(Position annotation records)
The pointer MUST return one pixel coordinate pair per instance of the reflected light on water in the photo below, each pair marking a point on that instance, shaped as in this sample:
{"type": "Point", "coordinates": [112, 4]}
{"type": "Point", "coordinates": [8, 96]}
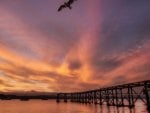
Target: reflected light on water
{"type": "Point", "coordinates": [50, 106]}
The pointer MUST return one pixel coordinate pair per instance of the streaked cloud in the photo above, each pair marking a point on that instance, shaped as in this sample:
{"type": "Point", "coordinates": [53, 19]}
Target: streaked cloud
{"type": "Point", "coordinates": [96, 44]}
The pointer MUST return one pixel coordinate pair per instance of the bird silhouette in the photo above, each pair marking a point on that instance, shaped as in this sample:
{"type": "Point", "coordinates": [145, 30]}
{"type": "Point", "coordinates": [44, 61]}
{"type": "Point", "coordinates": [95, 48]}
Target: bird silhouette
{"type": "Point", "coordinates": [66, 4]}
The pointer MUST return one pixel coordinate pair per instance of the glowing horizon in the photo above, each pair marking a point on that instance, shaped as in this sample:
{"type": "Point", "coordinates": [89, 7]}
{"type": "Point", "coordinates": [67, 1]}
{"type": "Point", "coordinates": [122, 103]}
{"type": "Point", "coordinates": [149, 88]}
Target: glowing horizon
{"type": "Point", "coordinates": [97, 43]}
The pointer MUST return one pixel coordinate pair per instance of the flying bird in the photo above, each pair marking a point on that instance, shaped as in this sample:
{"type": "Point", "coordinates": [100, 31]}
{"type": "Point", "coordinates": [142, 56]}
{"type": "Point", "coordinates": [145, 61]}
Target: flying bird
{"type": "Point", "coordinates": [66, 4]}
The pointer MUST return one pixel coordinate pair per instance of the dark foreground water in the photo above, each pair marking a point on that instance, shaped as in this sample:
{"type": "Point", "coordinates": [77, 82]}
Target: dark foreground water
{"type": "Point", "coordinates": [50, 106]}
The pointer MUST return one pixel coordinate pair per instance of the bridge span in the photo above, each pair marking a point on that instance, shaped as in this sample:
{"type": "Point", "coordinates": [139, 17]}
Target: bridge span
{"type": "Point", "coordinates": [124, 95]}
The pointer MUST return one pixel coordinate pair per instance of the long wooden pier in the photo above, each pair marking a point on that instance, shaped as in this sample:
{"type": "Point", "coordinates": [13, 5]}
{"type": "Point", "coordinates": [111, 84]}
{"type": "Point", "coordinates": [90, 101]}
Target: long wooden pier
{"type": "Point", "coordinates": [119, 95]}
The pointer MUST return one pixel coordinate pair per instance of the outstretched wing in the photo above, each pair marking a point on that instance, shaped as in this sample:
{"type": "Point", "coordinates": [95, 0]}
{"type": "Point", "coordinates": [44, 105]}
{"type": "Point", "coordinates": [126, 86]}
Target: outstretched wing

Description of the task » Repeat all of the data above word for word, and leave out the pictures.

Written reply »
The pointer MUST return one pixel coordinate pair per instance of the reflected light on water in the photo below, each pair marking a point on that instance, shaped as in this sample:
{"type": "Point", "coordinates": [112, 4]}
{"type": "Point", "coordinates": [8, 96]}
Target: reflected light on water
{"type": "Point", "coordinates": [50, 106]}
The pointer MUST return one pixel coordinate pair per instance of the streaked cloud in the photo above, each pair marking a point on that instance, shaped as in this sample:
{"type": "Point", "coordinates": [53, 19]}
Target: streaked cloud
{"type": "Point", "coordinates": [96, 44]}
The pointer MUST return one pixel coordinate pair per instance of the bird silhouette in the photo above, each pair marking a point on that instance, shaped as in this sample:
{"type": "Point", "coordinates": [145, 30]}
{"type": "Point", "coordinates": [44, 61]}
{"type": "Point", "coordinates": [95, 48]}
Target: bird silhouette
{"type": "Point", "coordinates": [66, 4]}
The pointer MUST return one pixel coordinate pair per instance of the glowing horizon in the photo above, each pair marking a point on that instance, shaped as in this sample:
{"type": "Point", "coordinates": [89, 7]}
{"type": "Point", "coordinates": [67, 1]}
{"type": "Point", "coordinates": [122, 103]}
{"type": "Point", "coordinates": [149, 88]}
Target: glowing horizon
{"type": "Point", "coordinates": [97, 43]}
The pointer MUST return one pixel coordinate pair per instance of the flying bird in the photo above, each pair marking a point on that instance, shaped as in this sample:
{"type": "Point", "coordinates": [100, 31]}
{"type": "Point", "coordinates": [142, 56]}
{"type": "Point", "coordinates": [145, 61]}
Target: flying bird
{"type": "Point", "coordinates": [66, 4]}
The pointer MUST return one pixel coordinate pair per instance of the dark foreground water in the photo above, each pair marking a point on that instance, shaped as in this sample:
{"type": "Point", "coordinates": [77, 82]}
Target: dark foreground water
{"type": "Point", "coordinates": [50, 106]}
The pointer MUST return one pixel coordinate pair per instance of the bridge span in the photo above, each pair marking a point on that instance, shaped as in this sample:
{"type": "Point", "coordinates": [139, 17]}
Target: bridge span
{"type": "Point", "coordinates": [124, 95]}
The pointer MUST return one pixel coordinate pair per instance of the long wooden pier in the photo above, each pair marking a point on that instance, shaped as in this sample:
{"type": "Point", "coordinates": [13, 5]}
{"type": "Point", "coordinates": [111, 84]}
{"type": "Point", "coordinates": [90, 101]}
Target: long wooden pier
{"type": "Point", "coordinates": [119, 95]}
The pointer MUST return one pixel coordinate pair per instance of the outstretched wing in the photo above, each pair marking a point on that instance, shaped as in this sample:
{"type": "Point", "coordinates": [95, 0]}
{"type": "Point", "coordinates": [44, 105]}
{"type": "Point", "coordinates": [126, 86]}
Target: outstretched wing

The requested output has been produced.